__Written problem A__
Starting at the beginning of the records and stopping after the line that contains "[558,444,700,528]", write out those lines again, requests included, and shift every bounding-box coordinate in the answers by -10.

— BEGIN Source document —

A Brief History of Silica Aerogels

By Arlon Hunt and Michael Ayers

Many people assume that aerogels are recent products of modern technology. In reality, the first aerogels were prepared in 1931. At that time, Steven. S. Kistler of the College of the Pacific in Stockton, California set out to prove that a “gel” contained a continuous solid network of the same size and shape as the wet gel. The obvious way to prove this hypothesis was to remove the liquid from the wet gel without damaging the solid component. As is often the case, the obvious route included many obstacles. If a wet gel were simply allowed to dry on it own, the gel would shrink, often to a fraction of its original size. This shrinkage was often accompanied by severe cracking of the gel. Kistler surmised, correctly, that the solid component of the gel was microporous, and that the liquid-vapor interface of the evaporating liquid exerted strong surface tension forces that collapsed the pore structure. Kistler then discovered the key aspect of aerogel production:

  • “Obviously, if one wishes to produce an aerogel [Kistler is credited with coining the term “aerogel”], he must replace the liquid with air by some means in which the surface of the liquid is never permitted to recede within the gel. If a liquid is held under pressure always greater than the vapor pressure, and the temperature is raised, it will be transformed at the critical temperature into a gas without two phases having been present at any time.” (S. S. Kistler, J. Phys. Chem. 34, 52, 1932).
  • The first gels studied by Kistler were silica gels prepared by the acidic condensation of aqueous sodium silicate. However, attempts to prepare aerogels by converting the water in these gels to a supercritical fluid failed. Instead of leaving a silica aerogel behind, the supercritical water redissolved the silica, which then precipitated as the water was vented. It was known at the time that water in aqueous gels could be exchanged with miscible organic liquids. Kistler then tried again by first thoroughly washing the silica gels with water (to remove salts from the gel), and then exchanging the water for alcohol. By converting the alcohol to a supercritical fluid and allowing it to escape, the first true aerogels were formed. Kistler’s aerogels were very similar to silica aerogels prepared today. They were transparent, low density, and highly porous materials that stimulated considerable academic interest. Over the next several years, Kistler thoroughly characterized his silica aerogels, and prepared aerogels from many other materials, including alumina, tungsten oxide, ferric oxide, tin oxide, nickel tartarate, cellulose, cellulose nitrate, gelatin, agar, egg albumen, and rubber.
  • A few years later, Kistler left the College of the Pacific and took a position with Monsanto Corp. Shortly thereafter, Monsanto began marketing a product known simply as “aerogel”. Monsanto’s Aerogel was a granular silica material. Little is known about the processing conditions used to make this material, but it is assumed that its production followed Kistler’s procedures. Monsanto’s Aerogel was used as an additive or a thixotropic agent in cosmetics and toothpastes. Very little new work on aerogels occurred throughout the next three decades. Eventually, in the 1960s, the development of inexpensive “fumed” silica undercut the market for aerogel, and Monsanto ceased production.

— END Source document —
— BEGIN Exercise input —

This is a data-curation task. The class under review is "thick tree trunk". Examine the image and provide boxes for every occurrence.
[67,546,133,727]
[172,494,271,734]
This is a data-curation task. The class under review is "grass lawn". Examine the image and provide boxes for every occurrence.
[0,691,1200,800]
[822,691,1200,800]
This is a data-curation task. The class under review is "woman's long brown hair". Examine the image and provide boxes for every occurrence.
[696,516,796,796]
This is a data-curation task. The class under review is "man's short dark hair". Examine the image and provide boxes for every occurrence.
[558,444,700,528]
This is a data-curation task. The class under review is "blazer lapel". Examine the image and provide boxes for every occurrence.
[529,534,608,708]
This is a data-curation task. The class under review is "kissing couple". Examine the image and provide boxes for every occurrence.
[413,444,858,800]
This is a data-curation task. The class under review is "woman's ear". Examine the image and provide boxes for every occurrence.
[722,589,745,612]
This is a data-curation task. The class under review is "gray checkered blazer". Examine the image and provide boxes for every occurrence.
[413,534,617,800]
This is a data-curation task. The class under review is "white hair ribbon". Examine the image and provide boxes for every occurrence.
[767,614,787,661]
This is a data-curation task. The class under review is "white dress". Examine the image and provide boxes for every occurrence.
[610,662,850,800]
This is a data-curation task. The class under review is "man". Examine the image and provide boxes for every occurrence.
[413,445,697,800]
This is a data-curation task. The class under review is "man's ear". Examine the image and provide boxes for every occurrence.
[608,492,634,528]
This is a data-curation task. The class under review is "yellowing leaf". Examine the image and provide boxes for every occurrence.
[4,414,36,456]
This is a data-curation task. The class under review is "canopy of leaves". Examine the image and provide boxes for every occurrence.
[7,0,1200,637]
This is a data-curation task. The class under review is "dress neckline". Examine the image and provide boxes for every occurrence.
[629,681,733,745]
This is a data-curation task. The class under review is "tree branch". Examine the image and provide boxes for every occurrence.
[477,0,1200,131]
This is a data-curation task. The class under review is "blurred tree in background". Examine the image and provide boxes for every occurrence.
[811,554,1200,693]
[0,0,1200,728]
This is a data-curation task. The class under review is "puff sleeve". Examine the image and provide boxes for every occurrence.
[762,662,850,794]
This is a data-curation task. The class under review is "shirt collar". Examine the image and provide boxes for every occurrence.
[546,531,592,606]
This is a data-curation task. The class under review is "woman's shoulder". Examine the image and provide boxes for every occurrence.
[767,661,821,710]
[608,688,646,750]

— END Exercise input —

__Written problem B__
In the aerogel history, what development in the 1960s undercut the market for aerogel?

__Expected output A__
This is a data-curation task. The class under review is "thick tree trunk". Examine the image and provide boxes for every occurrence.
[57,536,123,717]
[162,484,261,724]
This is a data-curation task. The class under review is "grass lawn". Examine the image and provide boxes for every occurrence.
[-10,681,1190,790]
[812,681,1190,790]
This is a data-curation task. The class under review is "woman's long brown hair". Examine the image and provide boxes for every occurrence.
[686,506,786,786]
This is a data-curation task. The class under review is "man's short dark hair". Examine the image and provide boxes for every occurrence.
[548,434,690,518]

__Expected output B__
The development of inexpensive "fumed" silica.